Task to complete – For each entry below, write an exact copy and leave out the images.
#### Supplied material
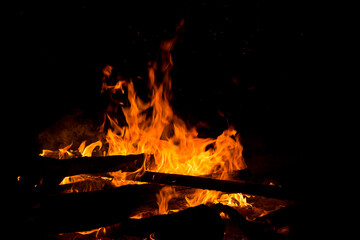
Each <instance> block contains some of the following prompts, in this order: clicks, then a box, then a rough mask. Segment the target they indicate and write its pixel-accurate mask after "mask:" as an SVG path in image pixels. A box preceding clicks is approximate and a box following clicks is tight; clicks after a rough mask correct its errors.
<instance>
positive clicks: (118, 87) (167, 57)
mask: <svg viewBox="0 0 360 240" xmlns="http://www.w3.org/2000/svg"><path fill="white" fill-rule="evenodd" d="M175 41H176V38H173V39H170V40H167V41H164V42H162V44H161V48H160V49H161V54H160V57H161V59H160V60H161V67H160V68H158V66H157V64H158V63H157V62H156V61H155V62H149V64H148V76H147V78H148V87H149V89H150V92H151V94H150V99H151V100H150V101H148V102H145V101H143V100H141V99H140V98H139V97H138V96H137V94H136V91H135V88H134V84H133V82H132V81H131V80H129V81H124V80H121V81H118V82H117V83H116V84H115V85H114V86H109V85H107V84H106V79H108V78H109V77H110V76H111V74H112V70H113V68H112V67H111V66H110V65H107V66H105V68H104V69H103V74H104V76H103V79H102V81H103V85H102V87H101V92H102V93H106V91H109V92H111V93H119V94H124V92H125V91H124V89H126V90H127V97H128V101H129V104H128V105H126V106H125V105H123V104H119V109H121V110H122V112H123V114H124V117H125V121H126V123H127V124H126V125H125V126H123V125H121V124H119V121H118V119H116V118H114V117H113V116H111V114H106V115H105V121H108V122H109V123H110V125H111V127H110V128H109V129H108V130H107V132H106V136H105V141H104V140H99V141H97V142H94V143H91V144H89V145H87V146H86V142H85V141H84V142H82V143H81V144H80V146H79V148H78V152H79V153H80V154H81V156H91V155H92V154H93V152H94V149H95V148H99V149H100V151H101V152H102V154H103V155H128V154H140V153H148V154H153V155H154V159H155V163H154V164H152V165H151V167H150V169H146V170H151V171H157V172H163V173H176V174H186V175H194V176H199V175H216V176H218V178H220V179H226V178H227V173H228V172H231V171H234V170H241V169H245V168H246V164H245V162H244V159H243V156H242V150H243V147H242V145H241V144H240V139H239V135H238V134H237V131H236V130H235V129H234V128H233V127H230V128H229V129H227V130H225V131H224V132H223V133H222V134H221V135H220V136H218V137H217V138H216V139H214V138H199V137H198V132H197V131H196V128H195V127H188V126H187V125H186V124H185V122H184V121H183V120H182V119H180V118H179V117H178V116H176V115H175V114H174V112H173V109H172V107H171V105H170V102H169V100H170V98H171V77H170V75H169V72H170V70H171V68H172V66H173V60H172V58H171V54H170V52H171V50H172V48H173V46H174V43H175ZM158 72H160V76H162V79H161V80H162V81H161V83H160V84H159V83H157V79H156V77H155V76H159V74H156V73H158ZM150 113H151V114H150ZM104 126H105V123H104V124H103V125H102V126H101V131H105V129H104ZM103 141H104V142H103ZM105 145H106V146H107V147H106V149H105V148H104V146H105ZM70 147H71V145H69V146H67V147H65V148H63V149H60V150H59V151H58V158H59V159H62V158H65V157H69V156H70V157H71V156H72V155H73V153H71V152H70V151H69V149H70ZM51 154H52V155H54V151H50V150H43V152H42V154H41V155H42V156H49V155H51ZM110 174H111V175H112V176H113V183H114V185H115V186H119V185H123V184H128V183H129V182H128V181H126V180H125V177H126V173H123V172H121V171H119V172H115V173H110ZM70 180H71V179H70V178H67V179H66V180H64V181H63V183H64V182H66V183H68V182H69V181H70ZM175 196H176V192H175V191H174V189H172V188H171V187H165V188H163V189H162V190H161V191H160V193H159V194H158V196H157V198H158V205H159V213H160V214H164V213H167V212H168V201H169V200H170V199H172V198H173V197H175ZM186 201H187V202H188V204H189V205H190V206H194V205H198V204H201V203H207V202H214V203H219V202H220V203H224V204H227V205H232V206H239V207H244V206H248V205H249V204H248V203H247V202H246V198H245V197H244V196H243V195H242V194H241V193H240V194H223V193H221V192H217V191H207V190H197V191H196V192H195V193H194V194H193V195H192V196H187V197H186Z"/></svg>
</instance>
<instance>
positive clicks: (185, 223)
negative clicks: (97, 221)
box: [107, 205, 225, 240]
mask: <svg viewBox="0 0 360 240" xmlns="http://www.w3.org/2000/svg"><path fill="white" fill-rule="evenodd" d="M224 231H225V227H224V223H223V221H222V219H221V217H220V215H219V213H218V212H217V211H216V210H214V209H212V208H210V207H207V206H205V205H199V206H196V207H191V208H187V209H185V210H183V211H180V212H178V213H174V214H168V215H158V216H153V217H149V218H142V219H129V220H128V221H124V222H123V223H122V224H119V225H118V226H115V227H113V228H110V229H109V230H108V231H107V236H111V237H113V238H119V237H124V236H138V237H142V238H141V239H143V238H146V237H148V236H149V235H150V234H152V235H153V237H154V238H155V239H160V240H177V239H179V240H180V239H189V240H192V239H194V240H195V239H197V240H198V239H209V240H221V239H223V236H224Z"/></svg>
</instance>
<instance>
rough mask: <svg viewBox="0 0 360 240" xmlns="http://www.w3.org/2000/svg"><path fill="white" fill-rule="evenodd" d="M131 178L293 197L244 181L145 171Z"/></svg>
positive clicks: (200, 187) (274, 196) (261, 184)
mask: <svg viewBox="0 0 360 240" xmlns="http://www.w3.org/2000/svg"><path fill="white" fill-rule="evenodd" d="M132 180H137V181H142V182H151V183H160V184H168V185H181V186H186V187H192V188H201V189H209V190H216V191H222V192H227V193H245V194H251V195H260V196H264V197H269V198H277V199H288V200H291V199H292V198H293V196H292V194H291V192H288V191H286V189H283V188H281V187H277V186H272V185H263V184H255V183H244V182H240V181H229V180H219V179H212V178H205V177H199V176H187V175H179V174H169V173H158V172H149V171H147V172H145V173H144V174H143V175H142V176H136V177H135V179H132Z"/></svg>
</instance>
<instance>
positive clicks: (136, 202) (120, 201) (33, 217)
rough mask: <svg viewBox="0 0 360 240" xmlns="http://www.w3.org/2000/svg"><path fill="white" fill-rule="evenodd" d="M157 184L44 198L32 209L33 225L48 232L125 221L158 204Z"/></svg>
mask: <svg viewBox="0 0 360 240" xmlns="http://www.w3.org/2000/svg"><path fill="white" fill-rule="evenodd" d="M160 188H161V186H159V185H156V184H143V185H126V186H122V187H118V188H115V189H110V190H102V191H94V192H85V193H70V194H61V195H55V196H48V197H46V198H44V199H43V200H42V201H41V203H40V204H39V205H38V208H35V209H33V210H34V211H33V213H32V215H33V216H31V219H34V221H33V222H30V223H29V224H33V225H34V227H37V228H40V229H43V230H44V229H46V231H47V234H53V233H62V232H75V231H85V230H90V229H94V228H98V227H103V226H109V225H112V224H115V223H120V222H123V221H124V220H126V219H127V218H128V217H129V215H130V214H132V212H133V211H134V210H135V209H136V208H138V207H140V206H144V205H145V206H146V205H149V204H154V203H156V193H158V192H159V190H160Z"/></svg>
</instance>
########
Result of this task –
Each <instance> block contains some of the following prompts, in this order: clicks, then a box, then a rough mask. Segment the target they indicate and write its pixel-accurate mask after "mask:" as an SVG path in image pixels. A box preceding clicks is approximate and a box following clicks is tight; clicks after a rough mask correct its errors.
<instance>
positive clicks: (118, 87) (167, 57)
mask: <svg viewBox="0 0 360 240" xmlns="http://www.w3.org/2000/svg"><path fill="white" fill-rule="evenodd" d="M175 41H176V38H173V39H170V40H167V41H164V42H162V44H161V48H160V49H161V54H160V57H161V59H160V60H161V67H160V68H158V66H157V64H158V63H157V62H156V61H155V62H149V64H148V76H147V78H148V87H149V89H150V92H151V94H150V99H151V100H150V101H148V102H145V101H143V100H141V99H140V98H139V97H138V96H137V94H136V91H135V88H134V84H133V82H132V81H131V80H129V81H124V80H121V81H118V82H117V83H116V84H115V85H114V86H109V85H107V84H106V79H108V78H109V77H110V76H111V74H112V70H113V68H112V67H111V66H110V65H107V66H105V68H104V69H103V74H104V76H103V79H102V81H103V85H102V87H101V92H102V93H106V91H109V92H111V93H119V94H124V92H125V91H124V89H126V90H127V97H128V101H129V104H128V105H126V106H125V105H123V104H119V109H121V110H122V112H123V114H124V117H125V121H126V123H127V124H126V125H125V126H123V125H121V124H119V121H118V119H116V118H114V117H113V116H111V114H106V115H105V121H108V122H109V123H110V125H111V127H110V128H109V129H108V130H107V132H106V136H105V141H104V140H99V141H97V142H94V143H91V144H89V145H87V146H86V142H85V141H84V142H82V143H81V144H80V146H79V148H78V152H79V153H80V154H81V156H91V155H92V154H93V152H94V149H95V148H99V149H100V151H101V152H102V154H103V155H128V154H140V153H148V154H153V155H154V159H155V163H154V164H152V165H151V167H150V169H146V170H151V171H157V172H163V173H176V174H186V175H194V176H199V175H216V176H218V178H220V179H226V178H227V173H228V172H231V171H234V170H241V169H245V168H246V164H245V162H244V159H243V156H242V150H243V147H242V145H241V144H240V139H239V135H238V134H237V131H236V130H235V129H234V128H233V127H230V128H229V129H227V130H225V131H224V132H223V133H222V134H221V135H220V136H218V137H217V138H216V139H214V138H199V137H198V132H197V131H196V128H195V127H188V126H187V125H186V124H185V122H184V121H183V120H182V119H180V118H179V117H178V116H176V115H175V114H174V112H173V109H172V107H171V105H170V102H169V100H170V98H171V77H170V75H169V72H170V70H171V68H172V66H173V60H172V58H171V54H170V52H171V50H172V48H173V46H174V43H175ZM158 72H160V76H162V79H161V80H162V81H161V83H160V84H159V83H157V79H156V77H155V76H159V74H156V73H158ZM150 113H151V114H150ZM104 126H105V123H104V124H103V125H102V126H101V131H105V129H104ZM103 141H104V142H103ZM105 145H106V146H107V147H106V149H105V148H104V146H105ZM70 147H71V145H69V146H67V147H65V148H63V149H60V150H59V151H58V158H59V159H62V158H65V157H69V156H70V157H71V156H72V155H73V153H71V152H70V151H69V149H70ZM51 154H52V155H54V151H50V150H43V152H42V154H41V155H42V156H49V155H51ZM110 174H111V175H112V176H113V183H114V185H115V186H119V185H123V184H128V183H129V182H128V181H126V180H125V177H126V173H123V172H121V171H119V172H115V173H110ZM70 180H71V179H70V178H67V179H66V180H64V181H63V183H64V182H66V183H68V182H69V181H70ZM175 196H176V192H175V191H174V189H172V188H171V187H165V188H163V189H162V190H161V191H160V193H159V194H158V196H157V198H158V205H159V213H160V214H164V213H167V212H168V201H169V200H170V199H172V198H173V197H175ZM186 201H187V202H188V204H189V205H190V206H194V205H198V204H201V203H207V202H214V203H219V202H220V203H224V204H227V205H232V206H239V207H244V206H248V205H249V204H248V203H247V202H246V198H245V197H244V196H243V195H242V194H241V193H240V194H223V193H221V192H217V191H207V190H197V191H196V192H195V193H194V194H193V195H192V196H187V197H186Z"/></svg>
</instance>
<instance>
positive clicks: (185, 223)
negative clicks: (97, 221)
box: [107, 205, 225, 240]
mask: <svg viewBox="0 0 360 240" xmlns="http://www.w3.org/2000/svg"><path fill="white" fill-rule="evenodd" d="M224 231H225V227H224V223H223V221H222V219H221V217H220V215H219V213H218V212H217V211H216V210H214V209H212V208H210V207H207V206H205V205H199V206H196V207H191V208H187V209H185V210H183V211H180V212H178V213H174V214H168V215H158V216H153V217H149V218H142V219H129V220H128V221H124V222H123V223H122V224H119V225H118V226H115V227H113V228H110V229H109V230H108V231H107V236H111V237H113V238H119V237H124V236H138V237H142V238H141V239H143V238H146V237H148V236H149V235H150V234H152V235H153V237H154V238H155V239H160V240H177V239H179V240H180V239H189V240H192V239H194V240H195V239H197V240H198V239H209V240H221V239H223V236H224Z"/></svg>
</instance>
<instance>
rough mask: <svg viewBox="0 0 360 240" xmlns="http://www.w3.org/2000/svg"><path fill="white" fill-rule="evenodd" d="M131 178L293 197L244 181L145 171Z"/></svg>
positive clicks: (200, 187) (274, 196) (261, 184)
mask: <svg viewBox="0 0 360 240" xmlns="http://www.w3.org/2000/svg"><path fill="white" fill-rule="evenodd" d="M132 180H137V181H142V182H151V183H160V184H168V185H181V186H186V187H192V188H201V189H209V190H216V191H222V192H227V193H245V194H251V195H260V196H264V197H269V198H277V199H288V200H291V199H292V198H293V196H292V194H291V192H288V191H286V189H283V188H281V187H277V186H272V185H263V184H255V183H244V182H240V181H229V180H219V179H212V178H205V177H199V176H187V175H179V174H169V173H158V172H149V171H147V172H145V173H144V174H143V175H142V176H136V177H135V179H132Z"/></svg>
</instance>
<instance>
positive clicks: (136, 202) (120, 201) (33, 217)
rough mask: <svg viewBox="0 0 360 240" xmlns="http://www.w3.org/2000/svg"><path fill="white" fill-rule="evenodd" d="M157 184L44 198L32 209L33 225L48 232L125 221L158 204Z"/></svg>
mask: <svg viewBox="0 0 360 240" xmlns="http://www.w3.org/2000/svg"><path fill="white" fill-rule="evenodd" d="M160 188H161V186H159V185H156V184H143V185H126V186H122V187H118V188H115V189H110V190H102V191H94V192H85V193H70V194H61V195H55V196H48V197H46V198H44V199H43V200H42V201H41V203H40V204H39V205H38V208H35V209H33V210H34V211H33V213H32V215H33V216H31V219H34V221H33V222H30V223H29V224H33V225H34V227H37V228H40V229H43V230H44V229H46V231H47V234H53V233H62V232H75V231H85V230H90V229H94V228H98V227H103V226H109V225H112V224H115V223H120V222H123V221H124V220H126V219H127V218H128V217H129V215H130V214H132V212H133V211H134V210H135V209H136V208H138V207H140V206H144V205H145V206H146V205H149V204H154V203H156V193H158V192H159V190H160Z"/></svg>
</instance>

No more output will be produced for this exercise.